• Passage cité:

Christian Laval propose une étude comparée de Foucault et
Bourdieu deux intellectuels ayant le même mentor, Georges Canguilhem, tous deux
contemporains de la vague néolibérale des années 80, mais qui à travers deux
démarches intellectuelles antagonistes (ils ne se citent jamais), s'interrogent
sur le caractère nouveau de la pensée libérale.

           

           

            Le
néolibéralisme : plus qu'une réaffirmation du libéralisme : une
refondation

 

            L'objectif
du libéralisme, c'est l'établissement d'une société garantissant à l'individu
la capacité d'assouvir ses intérêts propres. Pour cela, le XIX ème siècle a
choisi la voie de « l'autorégulation du marché » dont la Grande
Dépression des années30 a dévoilé les failles. Le libéralisme s'est alors
refondé, sous l'impulsion d'auteurs comme Raymond Barre pour qui la fonction de
l’État se réduit au maintien d'un cadre normatif permettant la
concurrence : c'est l'ordo-libéralisme.

 

            La
concurrence : un dogme que l'on retrouve dans tous les espaces de la
société

 

            Pour Michel
Foucault, la « spécificité néolibérale », c'est ce cadre juridique,
fruit d'une intervention gouvernementale : le marché n'est plus considéré
comme étant à l'origine des sociétés, il est issu d'un processus. Autre
nouveauté, ce cadre a pour répondant un « sujet qui se vit comme une
entreprise », c'est à dire que l'individu ne subit pas la norme, il s'y
intègre et s'en fait le relais (les indicateurs comparatifs nous amènent à nous
« penser en concurrence » au quotidien).

            L'auteur
précise que Foucault, loin de se rallier au néolibéralisme, essaye d'expliquer
en quoi  les « pratiques de liberté » participent d'une nouvelle
forme de gouvernance. Celle-ci reposerait sur l'articulation d'espaces qui
« enferment », où la norme s'impose (l'école) avec un espace de
liberté, où l'individu, bien que libre, se régule lui-même, ayant intériorisé
la norme de la concurrence. Ainsi pour lui le néolibéralisme est une réponse à
une crise politique amorcée dans les années 60 en plus d'être une réponse à la
crise économique de 1973.

• Consignes:
a) D'après le passage cité, quel mentor Foucault et Bourdieu avaient-ils en commun ?
b) Restituez sans modification la partie du passage cité qui s'ouvre sur les mots contenant « Christian Laval propose » et se termine par « la pensée libérale. ».

• Données fournies:

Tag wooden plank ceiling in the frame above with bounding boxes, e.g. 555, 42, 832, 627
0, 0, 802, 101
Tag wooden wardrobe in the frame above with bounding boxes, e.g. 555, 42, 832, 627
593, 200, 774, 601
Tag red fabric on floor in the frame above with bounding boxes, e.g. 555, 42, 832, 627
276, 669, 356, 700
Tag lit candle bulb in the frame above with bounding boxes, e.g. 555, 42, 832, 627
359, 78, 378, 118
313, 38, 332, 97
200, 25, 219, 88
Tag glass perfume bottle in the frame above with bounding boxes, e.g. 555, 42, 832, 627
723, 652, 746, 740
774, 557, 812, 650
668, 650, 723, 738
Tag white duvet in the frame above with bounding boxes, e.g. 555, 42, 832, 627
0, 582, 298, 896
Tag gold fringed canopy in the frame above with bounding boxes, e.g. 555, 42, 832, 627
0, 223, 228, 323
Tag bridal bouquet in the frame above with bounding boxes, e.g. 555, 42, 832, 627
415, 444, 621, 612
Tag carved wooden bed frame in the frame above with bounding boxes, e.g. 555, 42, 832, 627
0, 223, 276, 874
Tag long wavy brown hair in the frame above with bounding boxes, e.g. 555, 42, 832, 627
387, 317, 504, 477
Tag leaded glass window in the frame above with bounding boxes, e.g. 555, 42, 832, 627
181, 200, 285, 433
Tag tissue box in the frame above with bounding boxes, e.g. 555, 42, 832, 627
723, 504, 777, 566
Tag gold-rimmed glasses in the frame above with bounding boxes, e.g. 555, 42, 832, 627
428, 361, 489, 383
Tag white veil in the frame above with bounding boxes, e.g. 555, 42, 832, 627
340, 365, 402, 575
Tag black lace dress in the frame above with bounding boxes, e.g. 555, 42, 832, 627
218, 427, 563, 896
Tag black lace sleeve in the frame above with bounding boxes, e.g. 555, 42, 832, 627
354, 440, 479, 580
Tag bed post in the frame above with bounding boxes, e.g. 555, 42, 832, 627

• Réponses successives:
a) Georges Canguilhem.

b)
Christian Laval propose une étude comparée de Foucault et
Bourdieu deux intellectuels ayant le même mentor, Georges Canguilhem, tous deux
contemporains de la vague néolibérale des années 80, mais qui à travers deux
démarches intellectuelles antagonistes (ils ne se citent jamais), s'interrogent
sur le caractère nouveau de la pensée libérale.